**EXCERPT**.
Last week’s Slate has a lovely obituary by Christopher Hitchens for Patrick Leigh Fermor, author, soldier, and adventurer. (As I noted in an earlier post, Leigh Fermor, who wrote some world-class travel books, died on June 10.) Hitchens takes the opportunity to extol other literary types who fought in the Second World War, and ends with this:
Now the bugle has sounded for the last and perhaps the most Byronic of this astonishing generation. When I met him some years ago, Leigh Fermor (a slight and elegant figure who didn’t look as if he could squash a roach; he was perfectly played by Dirk Bogarde in Ill Met by Moonlight, the movie of the Kreipe operation) was still able to drink anybody senseless, still capable of hiking the wildest parts of Greece, and still producing the most limpidly written accounts of his solitary, scholarly expeditions. (He had also just finished, for a bet, translating P.G. Wodehouse’s story The Great Sermon Handicap into classical Greek.) That other great classicist and rebel soldier T.E. Lawrence, pressed into the service of an imperial war, betrayed the Arabs he had been helping and ended his life as a twisted and cynical recluse. In the middle of a war that was total, Patrick Leigh Fermor fought a clean fight and kept faith with those whose cause he had adopted. To his last breath, he remained curious and open-minded to an almost innocent degree and was a conveyor of optimism and humor to his younger admirers. For as long as he is read and remembered, the ideal of the hero will be a real one.
I think that Hitchens’s assessment of Lawrence is uncharitable, for his “betrayal” of Arab independence seems to me by no means deliberate. Lawrence may have been a mixed bag, but he’s still a hero of mine: a scholar and an archaeologist who fought—physically—for what he believed, an adventurer, and a superb writer (I’d recommend Seven Pillars of Wisdom). How many academics wish they could have been Lawrence, charging Aqaba on his camel in Lawrence of Arabia (one of the best movies in my pantheon)?

(Image region outline records)
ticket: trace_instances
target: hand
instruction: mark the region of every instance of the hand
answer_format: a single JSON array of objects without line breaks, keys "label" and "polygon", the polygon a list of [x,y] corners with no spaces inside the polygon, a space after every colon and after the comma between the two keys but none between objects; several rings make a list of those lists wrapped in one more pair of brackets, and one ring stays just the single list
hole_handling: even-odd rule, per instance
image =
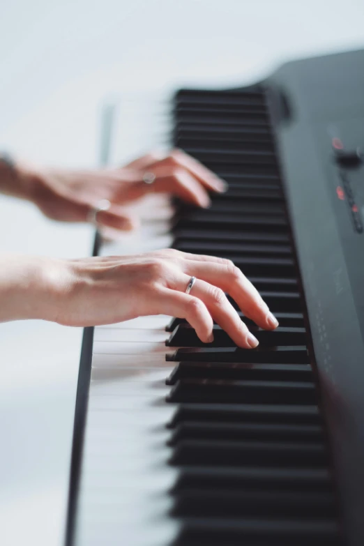
[{"label": "hand", "polygon": [[[143,181],[146,172],[156,176],[153,184]],[[136,220],[121,205],[147,193],[168,192],[206,207],[210,203],[208,191],[222,192],[227,187],[201,163],[179,150],[165,157],[151,153],[119,169],[26,169],[25,173],[25,178],[30,177],[31,199],[49,218],[86,222],[90,210],[101,199],[108,199],[112,206],[98,213],[98,221],[127,230],[132,229]]]},{"label": "hand", "polygon": [[[256,347],[257,340],[225,292],[261,328],[273,329],[278,324],[256,289],[229,260],[169,249],[58,263],[55,269],[52,266],[52,277],[59,282],[53,289],[58,303],[51,319],[62,324],[96,326],[162,314],[186,319],[199,339],[209,342],[215,319],[238,347]],[[197,280],[186,294],[192,275]]]}]

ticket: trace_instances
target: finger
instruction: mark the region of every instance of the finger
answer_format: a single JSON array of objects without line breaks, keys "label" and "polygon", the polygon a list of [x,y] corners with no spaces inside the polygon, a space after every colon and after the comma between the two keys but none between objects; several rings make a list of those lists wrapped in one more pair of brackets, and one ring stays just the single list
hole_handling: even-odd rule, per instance
[{"label": "finger", "polygon": [[[183,289],[189,280],[188,275],[183,275],[181,289]],[[257,346],[258,340],[249,331],[220,288],[197,279],[190,294],[204,302],[215,322],[238,347],[254,349]]]},{"label": "finger", "polygon": [[97,214],[97,223],[114,229],[130,232],[138,226],[136,218],[112,207],[108,211],[100,211]]},{"label": "finger", "polygon": [[158,312],[185,320],[204,343],[213,340],[213,321],[204,303],[184,291],[162,287],[158,291]]},{"label": "finger", "polygon": [[[149,188],[157,192],[172,193],[183,201],[206,208],[211,204],[206,190],[185,169],[171,169],[160,167],[154,169],[156,179]],[[148,185],[145,184],[147,186]]]},{"label": "finger", "polygon": [[236,302],[243,313],[259,326],[273,330],[278,326],[259,293],[241,270],[229,260],[225,263],[188,260],[185,273],[218,287]]},{"label": "finger", "polygon": [[169,162],[185,169],[195,176],[205,188],[215,192],[225,192],[227,190],[227,184],[221,180],[209,169],[204,167],[199,161],[185,153],[181,150],[174,150],[172,154],[163,162]]},{"label": "finger", "polygon": [[151,151],[127,163],[125,167],[135,170],[144,170],[155,165],[158,161],[161,161],[164,158],[165,158],[165,153],[158,151]]}]

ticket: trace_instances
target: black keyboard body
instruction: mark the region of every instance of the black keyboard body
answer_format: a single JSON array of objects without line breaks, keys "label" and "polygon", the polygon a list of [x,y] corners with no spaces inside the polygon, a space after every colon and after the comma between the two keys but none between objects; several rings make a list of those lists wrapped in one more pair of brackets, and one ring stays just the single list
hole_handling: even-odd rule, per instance
[{"label": "black keyboard body", "polygon": [[248,321],[253,351],[167,326],[174,546],[363,546],[364,50],[182,89],[174,116],[173,144],[229,186],[177,204],[174,247],[233,259],[280,321]]}]

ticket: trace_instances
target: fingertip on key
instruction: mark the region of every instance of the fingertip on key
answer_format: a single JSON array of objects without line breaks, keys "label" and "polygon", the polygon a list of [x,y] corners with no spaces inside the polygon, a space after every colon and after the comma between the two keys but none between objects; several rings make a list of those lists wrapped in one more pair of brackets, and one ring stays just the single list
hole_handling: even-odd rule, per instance
[{"label": "fingertip on key", "polygon": [[269,328],[277,328],[279,326],[279,322],[272,313],[269,312],[266,317],[266,322]]},{"label": "fingertip on key", "polygon": [[255,347],[258,347],[259,342],[257,338],[255,338],[252,333],[249,332],[246,337],[247,343],[250,347],[250,349],[255,349]]}]

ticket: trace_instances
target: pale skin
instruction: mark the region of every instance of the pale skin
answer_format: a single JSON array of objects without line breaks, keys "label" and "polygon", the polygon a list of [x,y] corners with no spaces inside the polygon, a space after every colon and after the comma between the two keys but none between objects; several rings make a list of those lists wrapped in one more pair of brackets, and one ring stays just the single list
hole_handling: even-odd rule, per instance
[{"label": "pale skin", "polygon": [[[156,175],[153,188],[143,174]],[[47,216],[84,222],[90,207],[109,199],[98,221],[132,229],[128,204],[146,192],[170,192],[208,206],[208,192],[225,183],[180,151],[160,158],[149,154],[123,168],[70,172],[19,166],[0,168],[0,191],[27,199]],[[185,293],[191,276],[197,280]],[[73,326],[121,322],[139,316],[168,314],[186,319],[202,341],[213,339],[215,320],[236,345],[253,348],[256,338],[229,302],[228,293],[245,316],[261,328],[278,322],[258,291],[232,262],[166,249],[132,256],[57,259],[0,256],[0,321],[43,319]]]}]

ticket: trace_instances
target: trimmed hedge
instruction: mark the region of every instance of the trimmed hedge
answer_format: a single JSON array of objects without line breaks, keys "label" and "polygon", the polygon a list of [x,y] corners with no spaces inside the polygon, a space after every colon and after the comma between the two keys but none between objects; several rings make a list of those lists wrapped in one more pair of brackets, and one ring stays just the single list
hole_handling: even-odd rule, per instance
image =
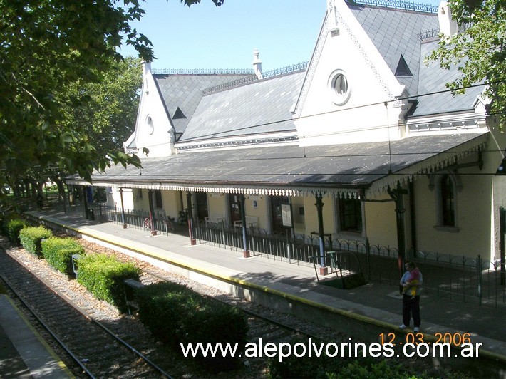
[{"label": "trimmed hedge", "polygon": [[72,256],[84,254],[84,247],[72,237],[51,237],[42,241],[42,255],[58,271],[72,275]]},{"label": "trimmed hedge", "polygon": [[248,324],[238,308],[205,297],[181,284],[162,282],[138,292],[139,318],[152,333],[181,352],[180,343],[238,343],[236,356],[195,357],[211,370],[230,370],[247,341]]},{"label": "trimmed hedge", "polygon": [[44,227],[26,227],[19,232],[19,242],[28,252],[42,256],[41,242],[53,237],[53,232]]},{"label": "trimmed hedge", "polygon": [[7,219],[4,225],[7,239],[14,244],[19,244],[19,232],[26,226],[26,223],[21,219]]},{"label": "trimmed hedge", "polygon": [[138,281],[140,275],[140,269],[133,264],[123,263],[104,254],[89,254],[79,259],[77,281],[97,298],[126,312],[123,281],[125,279]]}]

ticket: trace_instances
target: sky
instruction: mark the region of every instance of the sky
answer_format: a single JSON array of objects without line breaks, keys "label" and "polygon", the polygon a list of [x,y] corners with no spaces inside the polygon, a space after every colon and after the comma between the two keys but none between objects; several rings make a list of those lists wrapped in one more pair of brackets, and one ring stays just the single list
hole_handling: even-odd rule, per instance
[{"label": "sky", "polygon": [[[145,14],[132,24],[151,41],[155,69],[252,68],[258,49],[263,71],[311,58],[327,0],[147,0]],[[439,0],[414,2],[438,4]],[[126,56],[137,56],[130,47]]]}]

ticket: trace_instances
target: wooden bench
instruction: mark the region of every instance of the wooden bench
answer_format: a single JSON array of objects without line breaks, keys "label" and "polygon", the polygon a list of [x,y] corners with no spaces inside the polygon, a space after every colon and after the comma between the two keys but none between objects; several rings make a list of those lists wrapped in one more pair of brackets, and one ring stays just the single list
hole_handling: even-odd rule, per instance
[{"label": "wooden bench", "polygon": [[221,214],[215,214],[214,216],[208,216],[204,219],[206,222],[212,222],[218,224],[219,222],[224,222],[225,217]]},{"label": "wooden bench", "polygon": [[[246,216],[246,225],[247,227],[256,227],[257,224],[258,224],[258,217],[255,217],[254,216]],[[237,227],[242,227],[242,221],[234,221],[234,226]]]}]

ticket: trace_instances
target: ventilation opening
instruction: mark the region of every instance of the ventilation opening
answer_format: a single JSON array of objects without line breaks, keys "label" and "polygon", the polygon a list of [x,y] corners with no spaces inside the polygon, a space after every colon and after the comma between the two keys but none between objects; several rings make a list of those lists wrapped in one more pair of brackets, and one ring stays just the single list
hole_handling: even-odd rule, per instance
[{"label": "ventilation opening", "polygon": [[396,76],[413,76],[409,67],[408,67],[408,63],[406,63],[406,60],[402,54],[399,58],[399,63],[397,64]]},{"label": "ventilation opening", "polygon": [[178,118],[186,118],[186,116],[181,112],[181,110],[177,107],[176,111],[174,112],[174,115],[172,116],[172,120],[177,120]]}]

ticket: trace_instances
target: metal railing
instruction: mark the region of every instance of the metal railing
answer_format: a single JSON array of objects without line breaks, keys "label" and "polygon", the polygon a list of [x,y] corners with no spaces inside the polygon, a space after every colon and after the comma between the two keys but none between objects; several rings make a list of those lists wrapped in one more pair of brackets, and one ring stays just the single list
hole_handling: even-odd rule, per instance
[{"label": "metal railing", "polygon": [[[97,203],[91,209],[94,210],[95,221],[123,223],[120,209]],[[82,207],[74,209],[85,216]],[[149,230],[145,224],[149,216],[146,211],[126,209],[125,223],[130,227]],[[171,219],[165,212],[155,212],[153,215],[154,229],[162,234],[174,232],[168,227],[167,220]],[[172,223],[176,233],[187,234],[186,224],[178,225],[173,221]],[[242,251],[244,248],[242,232],[242,228],[228,226],[224,222],[195,223],[193,237],[201,244]],[[370,245],[367,240],[333,239],[331,235],[326,234],[323,241],[324,256],[321,256],[319,237],[315,234],[272,234],[265,229],[252,227],[247,228],[246,240],[246,247],[252,255],[308,267],[313,267],[315,263],[323,264],[331,269],[331,272],[338,269],[332,266],[331,254],[329,252],[352,253],[353,256],[339,254],[341,257],[339,269],[356,271],[358,266],[368,281],[395,287],[400,279],[397,249]],[[409,251],[407,259],[418,264],[423,274],[423,291],[428,294],[479,305],[506,306],[505,273],[498,262],[483,259],[478,254],[473,258],[428,251],[416,254]]]}]

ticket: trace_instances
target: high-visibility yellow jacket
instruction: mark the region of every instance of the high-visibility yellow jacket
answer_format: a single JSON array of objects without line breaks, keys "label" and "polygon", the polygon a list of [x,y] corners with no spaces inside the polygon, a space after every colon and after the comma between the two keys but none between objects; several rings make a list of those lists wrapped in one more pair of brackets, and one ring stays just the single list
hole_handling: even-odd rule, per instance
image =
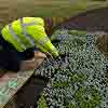
[{"label": "high-visibility yellow jacket", "polygon": [[44,21],[40,17],[23,17],[14,21],[6,25],[1,33],[4,40],[12,43],[19,52],[36,46],[42,52],[58,56],[56,48],[45,33]]}]

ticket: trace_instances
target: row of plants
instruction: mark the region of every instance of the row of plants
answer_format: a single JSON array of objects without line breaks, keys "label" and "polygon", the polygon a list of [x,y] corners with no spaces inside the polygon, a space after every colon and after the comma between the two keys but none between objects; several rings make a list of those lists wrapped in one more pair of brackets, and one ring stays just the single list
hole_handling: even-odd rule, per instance
[{"label": "row of plants", "polygon": [[36,70],[49,79],[36,108],[107,108],[108,62],[95,46],[95,35],[60,29],[54,36],[60,58],[46,58]]}]

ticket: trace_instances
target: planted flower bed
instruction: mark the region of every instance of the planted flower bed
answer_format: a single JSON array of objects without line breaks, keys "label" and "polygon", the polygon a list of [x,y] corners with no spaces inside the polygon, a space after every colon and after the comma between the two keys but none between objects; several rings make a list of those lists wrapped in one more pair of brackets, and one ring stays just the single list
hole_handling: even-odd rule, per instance
[{"label": "planted flower bed", "polygon": [[36,108],[108,108],[108,62],[95,46],[95,35],[56,30],[53,36],[60,58],[49,58],[36,70],[49,79]]}]

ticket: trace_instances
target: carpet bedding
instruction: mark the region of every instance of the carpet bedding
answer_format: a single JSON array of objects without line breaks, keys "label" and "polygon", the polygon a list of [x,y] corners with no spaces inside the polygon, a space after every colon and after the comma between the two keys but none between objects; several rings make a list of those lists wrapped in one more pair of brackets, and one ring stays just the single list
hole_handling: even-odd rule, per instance
[{"label": "carpet bedding", "polygon": [[36,108],[108,108],[108,60],[96,48],[96,35],[56,30],[52,41],[60,58],[46,58],[36,76],[49,79]]}]

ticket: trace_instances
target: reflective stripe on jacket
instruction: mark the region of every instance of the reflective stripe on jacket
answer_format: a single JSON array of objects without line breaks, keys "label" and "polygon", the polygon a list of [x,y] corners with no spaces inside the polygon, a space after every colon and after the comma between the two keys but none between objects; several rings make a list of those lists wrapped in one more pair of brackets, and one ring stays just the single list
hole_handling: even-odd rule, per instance
[{"label": "reflective stripe on jacket", "polygon": [[40,17],[23,17],[6,25],[2,29],[3,38],[19,52],[36,46],[43,52],[57,56],[57,50],[51,43],[44,30],[44,22]]}]

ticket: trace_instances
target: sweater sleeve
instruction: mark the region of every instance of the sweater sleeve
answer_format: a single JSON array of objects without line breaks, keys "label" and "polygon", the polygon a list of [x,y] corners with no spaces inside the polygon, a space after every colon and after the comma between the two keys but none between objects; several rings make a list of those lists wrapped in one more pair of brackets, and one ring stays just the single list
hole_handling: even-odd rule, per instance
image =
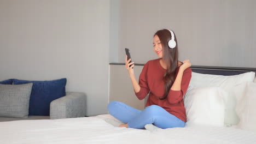
[{"label": "sweater sleeve", "polygon": [[[148,62],[144,66],[142,71],[139,78],[139,85],[141,87],[139,91],[137,93],[135,92],[135,95],[138,99],[142,100],[148,95],[149,92],[149,88],[148,85],[148,80],[147,78],[147,74],[148,69]],[[133,89],[134,90],[134,89]]]},{"label": "sweater sleeve", "polygon": [[192,70],[190,68],[185,69],[182,76],[181,90],[173,91],[170,89],[169,93],[167,95],[167,101],[170,104],[176,104],[179,102],[183,98],[184,95],[186,93],[187,90],[190,82],[192,74]]}]

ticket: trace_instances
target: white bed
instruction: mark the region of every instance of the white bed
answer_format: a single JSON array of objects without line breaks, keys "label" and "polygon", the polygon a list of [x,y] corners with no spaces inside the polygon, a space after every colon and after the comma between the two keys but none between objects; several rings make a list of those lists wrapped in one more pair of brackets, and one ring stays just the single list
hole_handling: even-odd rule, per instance
[{"label": "white bed", "polygon": [[[206,73],[205,69],[202,70]],[[238,74],[234,71],[227,73]],[[256,143],[254,77],[255,73],[251,72],[226,77],[193,73],[190,84],[194,88],[188,89],[184,97],[188,120],[184,128],[154,130],[119,128],[115,126],[121,122],[108,114],[3,122],[0,122],[0,144]],[[233,98],[236,103],[230,100]],[[240,119],[238,123],[234,116],[236,113]],[[233,126],[225,127],[224,124]]]},{"label": "white bed", "polygon": [[[0,122],[0,143],[256,143],[256,134],[232,127],[197,125],[146,129],[119,128],[95,117]],[[115,119],[114,119],[115,120]]]}]

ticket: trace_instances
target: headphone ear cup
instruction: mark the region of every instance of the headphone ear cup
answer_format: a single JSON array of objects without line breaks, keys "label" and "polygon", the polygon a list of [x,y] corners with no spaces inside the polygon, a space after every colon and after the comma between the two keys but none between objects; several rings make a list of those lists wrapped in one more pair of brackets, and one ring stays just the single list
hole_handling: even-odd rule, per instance
[{"label": "headphone ear cup", "polygon": [[170,40],[169,41],[168,41],[168,46],[170,48],[173,49],[176,46],[176,42],[175,40],[172,39]]}]

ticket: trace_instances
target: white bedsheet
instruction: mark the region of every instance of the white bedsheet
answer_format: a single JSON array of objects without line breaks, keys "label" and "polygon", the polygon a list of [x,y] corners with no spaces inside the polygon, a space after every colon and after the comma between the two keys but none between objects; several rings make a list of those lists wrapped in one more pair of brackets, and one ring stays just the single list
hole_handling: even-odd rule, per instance
[{"label": "white bedsheet", "polygon": [[256,134],[231,127],[144,129],[115,127],[96,117],[0,122],[0,143],[256,143]]}]

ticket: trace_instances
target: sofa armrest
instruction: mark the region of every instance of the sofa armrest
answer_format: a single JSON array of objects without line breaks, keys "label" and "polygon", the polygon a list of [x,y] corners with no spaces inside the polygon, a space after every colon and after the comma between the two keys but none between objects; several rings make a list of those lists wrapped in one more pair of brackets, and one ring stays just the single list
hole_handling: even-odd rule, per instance
[{"label": "sofa armrest", "polygon": [[86,97],[82,92],[66,92],[66,96],[50,104],[50,119],[84,117]]}]

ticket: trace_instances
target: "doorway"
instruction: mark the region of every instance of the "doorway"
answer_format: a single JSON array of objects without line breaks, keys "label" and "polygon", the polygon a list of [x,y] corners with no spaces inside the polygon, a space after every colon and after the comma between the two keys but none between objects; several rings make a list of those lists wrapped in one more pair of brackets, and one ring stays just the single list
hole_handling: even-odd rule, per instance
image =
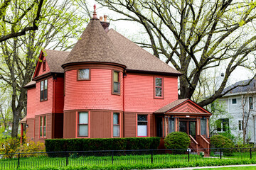
[{"label": "doorway", "polygon": [[196,139],[196,121],[191,120],[179,120],[178,121],[178,131],[186,132],[191,135]]}]

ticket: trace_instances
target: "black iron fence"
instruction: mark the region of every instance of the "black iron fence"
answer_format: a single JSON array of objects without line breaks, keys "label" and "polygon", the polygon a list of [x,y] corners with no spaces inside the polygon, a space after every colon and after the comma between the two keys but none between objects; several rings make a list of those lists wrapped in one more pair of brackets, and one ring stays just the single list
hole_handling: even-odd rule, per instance
[{"label": "black iron fence", "polygon": [[0,154],[1,169],[67,165],[110,165],[192,162],[220,159],[256,159],[256,148],[103,150]]}]

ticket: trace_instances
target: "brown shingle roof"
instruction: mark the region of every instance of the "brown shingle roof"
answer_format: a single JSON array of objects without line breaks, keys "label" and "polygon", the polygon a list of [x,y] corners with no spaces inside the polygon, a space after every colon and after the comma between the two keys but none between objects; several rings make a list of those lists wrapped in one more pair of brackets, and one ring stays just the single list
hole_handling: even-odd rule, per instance
[{"label": "brown shingle roof", "polygon": [[155,111],[154,113],[166,113],[168,110],[171,110],[171,108],[177,106],[178,105],[181,104],[182,103],[185,102],[186,101],[188,100],[188,98],[183,98],[183,99],[178,99],[176,101],[174,101],[166,106],[164,106],[164,107],[162,107],[161,108],[159,108],[159,110],[157,110],[156,111]]},{"label": "brown shingle roof", "polygon": [[124,65],[98,19],[91,19],[63,67],[67,64],[100,62]]},{"label": "brown shingle roof", "polygon": [[181,74],[181,72],[166,64],[113,29],[110,29],[107,35],[113,42],[115,50],[119,52],[119,56],[127,66],[127,70]]},{"label": "brown shingle roof", "polygon": [[61,65],[67,58],[70,52],[52,50],[43,50],[43,55],[46,59],[50,72],[63,73],[64,70]]}]

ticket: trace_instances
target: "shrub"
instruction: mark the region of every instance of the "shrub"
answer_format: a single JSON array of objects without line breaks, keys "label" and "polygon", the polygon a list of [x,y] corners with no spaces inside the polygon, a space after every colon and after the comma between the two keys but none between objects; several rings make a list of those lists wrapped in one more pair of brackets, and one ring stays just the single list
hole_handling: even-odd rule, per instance
[{"label": "shrub", "polygon": [[[223,135],[214,135],[210,137],[210,144],[212,147],[215,148],[234,148],[235,144],[231,140]],[[230,155],[232,154],[232,149],[223,149],[222,150],[225,155]]]},{"label": "shrub", "polygon": [[104,139],[50,139],[46,140],[46,152],[156,149],[158,137]]},{"label": "shrub", "polygon": [[186,132],[174,132],[164,139],[164,146],[167,149],[187,149],[190,142],[190,137]]}]

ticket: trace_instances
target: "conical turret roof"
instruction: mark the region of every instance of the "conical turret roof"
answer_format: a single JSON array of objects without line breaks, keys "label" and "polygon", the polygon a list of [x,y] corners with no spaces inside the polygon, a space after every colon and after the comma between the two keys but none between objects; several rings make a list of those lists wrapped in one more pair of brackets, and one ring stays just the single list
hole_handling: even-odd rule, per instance
[{"label": "conical turret roof", "polygon": [[100,21],[93,17],[62,65],[79,62],[108,62],[125,67]]}]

**GOALS**.
• 1. In the Leigh Fermor post, which actor played Leigh Fermor in Ill Met by Moonlight?
• 2. Extend the Leigh Fermor post with a few more sentences, picking up right after its final question.
This material comes from a separate source, unrelated to the Leigh Fermor post.

**OUTPUTS**.
• 1. Dirk Bogarde

• 2.
When I had a week in Dorset a few years ago, I took a trip to Clouds Hill, the small cottage where Lawrence lived out the last years of his life (he was, as many of you know, killed in a motorcycle crash near that cottage in 1935 at the age of 46). Clouds Hill is a very simple house, lacking a bathroom (everyone just did their business outside) or guest facilities. Lawrence had two sleeping bags embroidered in Latin “Meum”—”mine” and “Tuum”—”yours”, for the guests. They’re still there, for the two-story cottage is almost precisely as Lawrence left it. I wasn’t allowed to photograph the interior, but this site has pictures of how it looked when Lawrence lived there.
The windows are on the other side.
Over the door is this Greek inscription, “ou phrontis,” which I believe means “without care” (or, in Aussiespeak, “no worries, mate”):
I couldn’t resist taking one photo of Lawrence’s own bathtub, complete with his shaving bowl and the board on which he read:
After the visit I wanted to see the site where he had his fatal crash, for it was supposedly on a rise that obscured his view of two bicycles ahead (the crash occurred when he swerved to avoid the bikes). The rise is no longer there, but after considerable searching I found a marker:
Eerily, only a short time before I found the site, a car had crashed right next to it:
I can haz adventure, too, plz?
Lawrence loved motorcycles and preferred the Brough Superior, one of which he was riding when he died. Here he is in photos from the Brough Family website. If you’re a Lawrenceophile, you’ll know that to flee the spotlight, he enlisted in the R.A.F. under the name T. E. Shaw, and he was an enlisted man when he died.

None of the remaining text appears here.